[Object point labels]
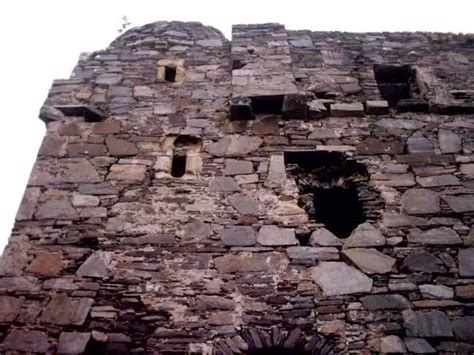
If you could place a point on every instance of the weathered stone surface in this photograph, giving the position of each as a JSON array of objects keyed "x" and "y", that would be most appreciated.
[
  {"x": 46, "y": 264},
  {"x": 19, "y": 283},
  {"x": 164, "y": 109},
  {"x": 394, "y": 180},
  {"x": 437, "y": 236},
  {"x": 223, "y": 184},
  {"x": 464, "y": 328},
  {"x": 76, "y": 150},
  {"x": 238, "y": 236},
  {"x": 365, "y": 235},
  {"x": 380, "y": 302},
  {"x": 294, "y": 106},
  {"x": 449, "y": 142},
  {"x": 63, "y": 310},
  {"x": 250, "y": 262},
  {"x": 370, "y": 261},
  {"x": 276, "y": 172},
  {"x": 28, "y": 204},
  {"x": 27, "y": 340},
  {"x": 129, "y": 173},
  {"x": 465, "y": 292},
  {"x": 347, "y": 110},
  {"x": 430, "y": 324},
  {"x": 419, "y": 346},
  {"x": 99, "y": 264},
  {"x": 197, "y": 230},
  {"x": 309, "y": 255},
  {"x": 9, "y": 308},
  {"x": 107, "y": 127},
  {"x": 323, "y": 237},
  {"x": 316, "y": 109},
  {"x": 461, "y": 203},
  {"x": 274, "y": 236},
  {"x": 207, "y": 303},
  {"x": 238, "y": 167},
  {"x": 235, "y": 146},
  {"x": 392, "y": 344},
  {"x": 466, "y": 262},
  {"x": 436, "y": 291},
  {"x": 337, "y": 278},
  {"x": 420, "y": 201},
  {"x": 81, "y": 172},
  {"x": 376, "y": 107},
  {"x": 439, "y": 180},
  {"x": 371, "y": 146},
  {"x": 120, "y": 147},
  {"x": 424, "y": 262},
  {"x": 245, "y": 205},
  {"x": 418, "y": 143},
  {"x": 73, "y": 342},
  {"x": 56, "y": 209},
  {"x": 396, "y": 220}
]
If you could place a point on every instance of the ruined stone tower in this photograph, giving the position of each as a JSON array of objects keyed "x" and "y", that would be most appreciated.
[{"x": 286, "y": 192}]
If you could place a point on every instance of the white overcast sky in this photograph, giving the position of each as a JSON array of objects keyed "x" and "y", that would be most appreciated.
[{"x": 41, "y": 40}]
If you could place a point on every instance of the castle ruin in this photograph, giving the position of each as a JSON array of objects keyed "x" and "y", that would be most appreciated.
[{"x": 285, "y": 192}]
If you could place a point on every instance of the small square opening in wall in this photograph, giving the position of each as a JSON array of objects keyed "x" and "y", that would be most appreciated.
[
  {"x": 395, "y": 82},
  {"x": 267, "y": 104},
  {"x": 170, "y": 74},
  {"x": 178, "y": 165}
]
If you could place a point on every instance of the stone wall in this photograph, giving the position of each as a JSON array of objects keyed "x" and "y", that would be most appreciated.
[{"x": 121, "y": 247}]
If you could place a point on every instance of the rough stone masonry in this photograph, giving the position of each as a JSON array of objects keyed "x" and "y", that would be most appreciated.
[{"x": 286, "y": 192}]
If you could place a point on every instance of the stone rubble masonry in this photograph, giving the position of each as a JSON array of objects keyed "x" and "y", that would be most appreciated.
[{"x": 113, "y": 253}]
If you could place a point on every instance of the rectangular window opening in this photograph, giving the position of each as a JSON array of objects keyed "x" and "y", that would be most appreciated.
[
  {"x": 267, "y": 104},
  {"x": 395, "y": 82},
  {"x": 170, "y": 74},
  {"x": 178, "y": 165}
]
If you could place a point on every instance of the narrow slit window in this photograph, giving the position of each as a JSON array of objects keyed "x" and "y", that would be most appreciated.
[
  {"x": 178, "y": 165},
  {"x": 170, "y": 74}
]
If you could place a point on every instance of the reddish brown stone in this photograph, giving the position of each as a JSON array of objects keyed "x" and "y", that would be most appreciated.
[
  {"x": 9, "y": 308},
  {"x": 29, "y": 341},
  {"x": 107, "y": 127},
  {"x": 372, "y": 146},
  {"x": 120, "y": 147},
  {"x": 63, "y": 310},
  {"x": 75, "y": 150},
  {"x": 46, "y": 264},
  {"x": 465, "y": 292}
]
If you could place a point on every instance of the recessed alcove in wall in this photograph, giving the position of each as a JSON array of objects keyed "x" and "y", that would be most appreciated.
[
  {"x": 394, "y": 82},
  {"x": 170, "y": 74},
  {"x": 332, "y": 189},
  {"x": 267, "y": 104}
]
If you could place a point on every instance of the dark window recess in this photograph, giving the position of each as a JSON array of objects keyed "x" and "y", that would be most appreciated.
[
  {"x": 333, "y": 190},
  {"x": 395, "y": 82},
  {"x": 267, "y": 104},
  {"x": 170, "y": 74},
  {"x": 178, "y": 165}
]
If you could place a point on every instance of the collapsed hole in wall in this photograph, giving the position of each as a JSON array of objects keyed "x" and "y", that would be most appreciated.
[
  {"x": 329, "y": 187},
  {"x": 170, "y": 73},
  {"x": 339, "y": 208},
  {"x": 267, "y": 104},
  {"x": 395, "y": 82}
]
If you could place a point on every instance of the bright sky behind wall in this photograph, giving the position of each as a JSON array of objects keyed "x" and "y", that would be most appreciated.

# EXERCISE TASK
Leave the pictures out and output the rest of the listing exactly.

# SOLUTION TO THE PROBLEM
If you could place a point on every instance of the weathered stone surface in this photograph, giving the position of each as a JSON array of objects keyed "x" and "y", that would be most appreciated.
[
  {"x": 46, "y": 264},
  {"x": 19, "y": 283},
  {"x": 164, "y": 109},
  {"x": 394, "y": 180},
  {"x": 437, "y": 236},
  {"x": 223, "y": 184},
  {"x": 464, "y": 328},
  {"x": 76, "y": 150},
  {"x": 238, "y": 236},
  {"x": 365, "y": 235},
  {"x": 380, "y": 302},
  {"x": 294, "y": 106},
  {"x": 449, "y": 142},
  {"x": 63, "y": 310},
  {"x": 250, "y": 262},
  {"x": 370, "y": 261},
  {"x": 276, "y": 172},
  {"x": 28, "y": 204},
  {"x": 27, "y": 340},
  {"x": 129, "y": 173},
  {"x": 465, "y": 292},
  {"x": 347, "y": 110},
  {"x": 430, "y": 324},
  {"x": 419, "y": 346},
  {"x": 99, "y": 264},
  {"x": 197, "y": 230},
  {"x": 309, "y": 255},
  {"x": 9, "y": 308},
  {"x": 107, "y": 127},
  {"x": 323, "y": 237},
  {"x": 316, "y": 109},
  {"x": 461, "y": 203},
  {"x": 274, "y": 236},
  {"x": 207, "y": 303},
  {"x": 238, "y": 167},
  {"x": 235, "y": 146},
  {"x": 392, "y": 344},
  {"x": 466, "y": 262},
  {"x": 436, "y": 291},
  {"x": 337, "y": 278},
  {"x": 420, "y": 201},
  {"x": 81, "y": 172},
  {"x": 376, "y": 107},
  {"x": 439, "y": 180},
  {"x": 371, "y": 146},
  {"x": 120, "y": 147},
  {"x": 424, "y": 262},
  {"x": 245, "y": 205},
  {"x": 418, "y": 143},
  {"x": 73, "y": 342},
  {"x": 56, "y": 209},
  {"x": 396, "y": 220}
]
If you could place a point on every instance of the ruined stone tower in this photograph, giving the position of each as a JSON array of objects keyed "x" and "y", that would be most appreciated.
[{"x": 286, "y": 192}]
If you could place a point on every instance of the white overcast sky in this photograph, giving the position of each as a JSON array of objects keyed "x" and "y", that would be most appreciated.
[{"x": 41, "y": 40}]
If you could place a point on every instance of the castle ruin in this photograph, giving the position of each as a JSON array of objects keyed "x" and "y", that would be most appreciated.
[{"x": 285, "y": 192}]
If you could place a point on every instance of the small square opening in wall in this photograph, giving the position of each as a JSON array of objects keyed "x" and "y", that would be most appreciated.
[
  {"x": 395, "y": 82},
  {"x": 267, "y": 104},
  {"x": 170, "y": 74},
  {"x": 178, "y": 165}
]
If you could place a point on every instance of the stone wall in this photograph, giving the position of each as a JSON array of objects keyed "x" and "y", that would be most appreciated.
[{"x": 121, "y": 247}]
If you could place a point on every instance of the rough stone masonry in this photograph, giving the position of each as a JSON array of objects keyed "x" and "y", that would be most appreciated.
[{"x": 286, "y": 192}]
If you could place a point on every instance of the stone rubble masonry in this photograph, giving the position of each as a JSON array of objects keyed "x" and "y", that would be most appreciated.
[{"x": 113, "y": 253}]
If you could place a point on every instance of the rectangular window opening in this photograph, giving the position of each as a JSON array of objects keyed "x" and "y", that would be most appreciated.
[
  {"x": 267, "y": 104},
  {"x": 395, "y": 82},
  {"x": 170, "y": 74},
  {"x": 178, "y": 165}
]
If you could place a point on every instance of the narrow slit window in this photograph, giving the position of each as a JSON array of objects keyed "x" and "y", that would be most appreciated.
[
  {"x": 178, "y": 165},
  {"x": 170, "y": 74}
]
If you could place a point on every instance of the reddish brown stone in this photograph, giving the position of each as a JSON array of objects keyed "x" and "y", that would be most appreciated.
[
  {"x": 9, "y": 308},
  {"x": 29, "y": 341},
  {"x": 107, "y": 127},
  {"x": 372, "y": 146},
  {"x": 120, "y": 147},
  {"x": 63, "y": 310},
  {"x": 75, "y": 150},
  {"x": 46, "y": 264},
  {"x": 465, "y": 292}
]
If you could place a point on every instance of the recessed alcove in wall in this photograph, giving the position of each as a JSON array of objects keyed "x" and "y", that would be most appreciated.
[
  {"x": 394, "y": 82},
  {"x": 170, "y": 74},
  {"x": 332, "y": 189},
  {"x": 267, "y": 104}
]
If you could place a point on every instance of the dark window recess in this photograph, giving the position of each as a JSON array of objects keyed "x" and "y", that would be most appreciated.
[
  {"x": 333, "y": 190},
  {"x": 395, "y": 82},
  {"x": 267, "y": 104},
  {"x": 170, "y": 74},
  {"x": 178, "y": 165}
]
If you could place a point on every instance of the collapsed hole in wall in this photograph, giving the position of each as a JSON array of objects keyed "x" and "y", that would be most appreciated.
[
  {"x": 329, "y": 187},
  {"x": 170, "y": 73},
  {"x": 339, "y": 208},
  {"x": 267, "y": 104},
  {"x": 395, "y": 82}
]
If you could place a point on every instance of the bright sky behind wall in this photograph, giving the position of each as a JSON array of objects keyed "x" and "y", that would be most appreciated.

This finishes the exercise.